Selected text:
____________________
Michigan may finally be starting to turn a corner, after enduring more than a month of explosive coronavirus spread, Gov. Gretchen Whitmer said Sunday.
“We are starting to see the beginning of what could be a slowdown,” Whitmer said on the NBC program “Meet the Press.”
Michigan is still averaging more than 7,600 new cases a day, according to a New York Times database — more than at almost any time during the holiday surge. But that figure hasn’t increased by more than a few hundred for more than a week, suggesting that the current wave may be cresting. Hospitalizations and deaths, which usually lag behind new cases by several weeks, are still rising.
Whitmer cited the state’s continuing mask mandates, capacity restrictions and her call for a voluntary two-week pause in indoor dining, youth sports and in-person schooling as factors that may have helped combat the surge. She defended her decision to not try to go further, with the kinds of closure and stay-at-home orders imposed early in the pandemic.
____________________
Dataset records
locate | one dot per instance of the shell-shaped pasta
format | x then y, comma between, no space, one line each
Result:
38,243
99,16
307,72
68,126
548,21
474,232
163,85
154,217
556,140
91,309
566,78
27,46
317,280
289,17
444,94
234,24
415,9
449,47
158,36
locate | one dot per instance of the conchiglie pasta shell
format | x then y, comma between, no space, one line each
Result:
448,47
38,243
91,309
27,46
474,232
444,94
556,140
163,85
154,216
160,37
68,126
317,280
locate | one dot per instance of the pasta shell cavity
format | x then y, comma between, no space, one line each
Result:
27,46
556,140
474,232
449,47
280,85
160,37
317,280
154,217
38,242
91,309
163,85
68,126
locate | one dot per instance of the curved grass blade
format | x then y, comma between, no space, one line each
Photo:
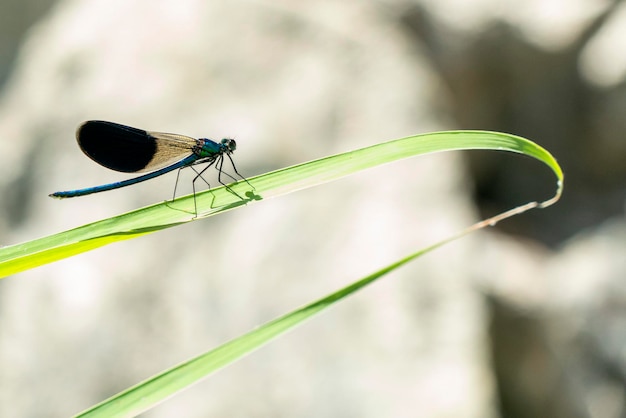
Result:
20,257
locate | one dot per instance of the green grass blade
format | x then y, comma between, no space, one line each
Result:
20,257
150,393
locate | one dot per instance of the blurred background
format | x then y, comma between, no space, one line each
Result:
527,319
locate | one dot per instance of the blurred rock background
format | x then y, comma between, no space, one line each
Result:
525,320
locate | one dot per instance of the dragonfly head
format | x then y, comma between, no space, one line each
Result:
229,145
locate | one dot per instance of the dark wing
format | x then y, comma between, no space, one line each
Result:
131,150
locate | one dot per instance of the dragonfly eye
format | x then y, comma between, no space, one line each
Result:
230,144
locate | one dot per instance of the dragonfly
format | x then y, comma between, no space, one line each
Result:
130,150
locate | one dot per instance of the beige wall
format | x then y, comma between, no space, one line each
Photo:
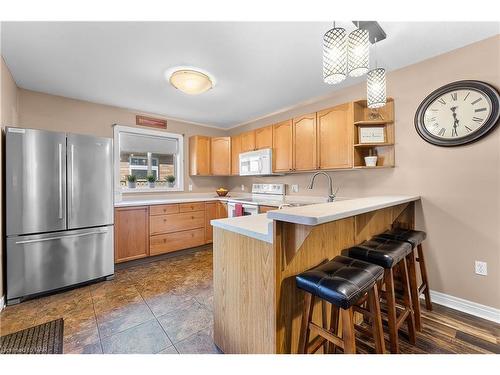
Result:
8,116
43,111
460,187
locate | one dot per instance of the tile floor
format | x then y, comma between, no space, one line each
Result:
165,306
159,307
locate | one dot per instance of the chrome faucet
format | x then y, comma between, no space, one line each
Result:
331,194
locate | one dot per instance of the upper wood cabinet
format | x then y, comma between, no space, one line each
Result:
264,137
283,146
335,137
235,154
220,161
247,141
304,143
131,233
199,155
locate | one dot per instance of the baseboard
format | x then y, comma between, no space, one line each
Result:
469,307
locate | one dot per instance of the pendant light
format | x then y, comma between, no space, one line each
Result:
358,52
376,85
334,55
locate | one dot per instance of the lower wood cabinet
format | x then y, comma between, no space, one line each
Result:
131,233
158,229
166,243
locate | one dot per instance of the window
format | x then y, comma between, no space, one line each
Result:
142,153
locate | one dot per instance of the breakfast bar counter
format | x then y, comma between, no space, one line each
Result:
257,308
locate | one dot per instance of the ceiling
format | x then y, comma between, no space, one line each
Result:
____________________
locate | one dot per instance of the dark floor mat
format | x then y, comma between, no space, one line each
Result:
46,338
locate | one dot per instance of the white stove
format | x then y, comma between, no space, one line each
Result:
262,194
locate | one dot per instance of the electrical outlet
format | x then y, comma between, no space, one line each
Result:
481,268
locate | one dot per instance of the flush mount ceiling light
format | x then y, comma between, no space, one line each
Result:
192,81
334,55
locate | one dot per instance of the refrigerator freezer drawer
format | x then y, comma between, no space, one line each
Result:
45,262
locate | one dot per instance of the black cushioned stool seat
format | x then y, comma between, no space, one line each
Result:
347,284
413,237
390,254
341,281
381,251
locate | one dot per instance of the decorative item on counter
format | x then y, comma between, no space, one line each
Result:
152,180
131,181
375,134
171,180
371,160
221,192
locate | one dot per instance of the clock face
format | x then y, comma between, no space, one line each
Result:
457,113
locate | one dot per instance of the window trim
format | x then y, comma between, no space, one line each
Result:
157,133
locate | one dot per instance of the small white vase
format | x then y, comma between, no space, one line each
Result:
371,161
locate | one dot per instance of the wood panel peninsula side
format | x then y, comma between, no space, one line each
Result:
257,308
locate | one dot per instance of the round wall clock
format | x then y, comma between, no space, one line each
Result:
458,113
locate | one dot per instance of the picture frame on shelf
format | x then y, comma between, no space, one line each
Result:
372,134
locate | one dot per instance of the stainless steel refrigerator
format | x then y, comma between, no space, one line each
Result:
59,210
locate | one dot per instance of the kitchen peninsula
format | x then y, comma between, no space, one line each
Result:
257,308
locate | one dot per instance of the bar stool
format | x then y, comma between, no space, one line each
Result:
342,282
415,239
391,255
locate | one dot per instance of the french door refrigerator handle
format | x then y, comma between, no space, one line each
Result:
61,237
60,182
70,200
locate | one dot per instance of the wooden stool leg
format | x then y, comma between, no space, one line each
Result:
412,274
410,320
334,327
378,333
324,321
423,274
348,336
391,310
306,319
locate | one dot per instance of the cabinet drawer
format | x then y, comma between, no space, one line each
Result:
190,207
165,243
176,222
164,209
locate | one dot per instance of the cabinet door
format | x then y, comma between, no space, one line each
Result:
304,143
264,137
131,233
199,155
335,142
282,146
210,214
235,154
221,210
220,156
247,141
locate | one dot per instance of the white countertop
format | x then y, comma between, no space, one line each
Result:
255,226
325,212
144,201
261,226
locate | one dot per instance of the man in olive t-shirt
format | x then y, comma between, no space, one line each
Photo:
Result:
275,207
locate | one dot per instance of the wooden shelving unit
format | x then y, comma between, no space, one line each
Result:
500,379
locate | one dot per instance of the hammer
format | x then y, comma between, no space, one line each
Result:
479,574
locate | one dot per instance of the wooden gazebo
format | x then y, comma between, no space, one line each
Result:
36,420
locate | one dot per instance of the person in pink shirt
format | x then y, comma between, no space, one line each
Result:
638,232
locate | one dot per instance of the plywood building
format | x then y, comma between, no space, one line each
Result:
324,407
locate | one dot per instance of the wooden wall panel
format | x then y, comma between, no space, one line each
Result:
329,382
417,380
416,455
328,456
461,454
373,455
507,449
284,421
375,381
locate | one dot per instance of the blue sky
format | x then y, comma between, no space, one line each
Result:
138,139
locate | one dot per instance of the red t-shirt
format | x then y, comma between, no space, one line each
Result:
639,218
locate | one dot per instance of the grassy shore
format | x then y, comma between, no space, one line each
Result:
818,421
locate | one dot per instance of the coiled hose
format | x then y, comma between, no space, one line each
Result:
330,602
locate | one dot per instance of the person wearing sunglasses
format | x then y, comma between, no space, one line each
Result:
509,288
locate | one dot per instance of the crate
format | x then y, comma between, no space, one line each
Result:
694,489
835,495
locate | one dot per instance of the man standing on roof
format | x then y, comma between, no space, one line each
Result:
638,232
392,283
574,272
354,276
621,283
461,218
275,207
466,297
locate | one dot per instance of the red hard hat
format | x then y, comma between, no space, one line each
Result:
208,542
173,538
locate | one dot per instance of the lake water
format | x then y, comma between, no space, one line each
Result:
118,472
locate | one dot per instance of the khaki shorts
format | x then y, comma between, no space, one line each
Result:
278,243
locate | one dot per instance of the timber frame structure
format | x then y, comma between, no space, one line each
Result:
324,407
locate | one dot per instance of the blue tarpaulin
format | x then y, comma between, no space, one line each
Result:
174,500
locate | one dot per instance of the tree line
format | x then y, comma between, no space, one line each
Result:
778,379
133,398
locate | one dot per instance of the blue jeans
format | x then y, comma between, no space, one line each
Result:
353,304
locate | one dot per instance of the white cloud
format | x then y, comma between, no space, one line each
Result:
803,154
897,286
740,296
____________________
Explore the material:
1. For each statement below, say whether it agrees with the Michigan coronavirus article, answering yes or no and quoting the article's deciding words: (a) Whitmer made her remarks on "Meet the Press." (b) Hospitalizations and deaths in Michigan have begun to fall. (c) Whitmer imposed new stay-at-home orders to fight the surge.
2. Translate this sentence from the Michigan coronavirus article into Spanish: "Hospitalizations and deaths, which usually lag behind new cases by several weeks, are still rising."
These rows come from a separate source, not from the Michigan coronavirus article.

Problem solutions:
1.
(a) Yes: "Whitmer said on the NBC program “Meet the Press.”"
(b) No: "Hospitalizations and deaths, which usually lag behind new cases by several weeks, are still rising."
(c) No: "She defended her decision to not try to go further, with the kinds of closure and stay-at-home orders imposed early in the pandemic."

2. Las hospitalizaciones y las muertes, que por lo general van varias semanas por detrás de los nuevos casos, siguen aumentando.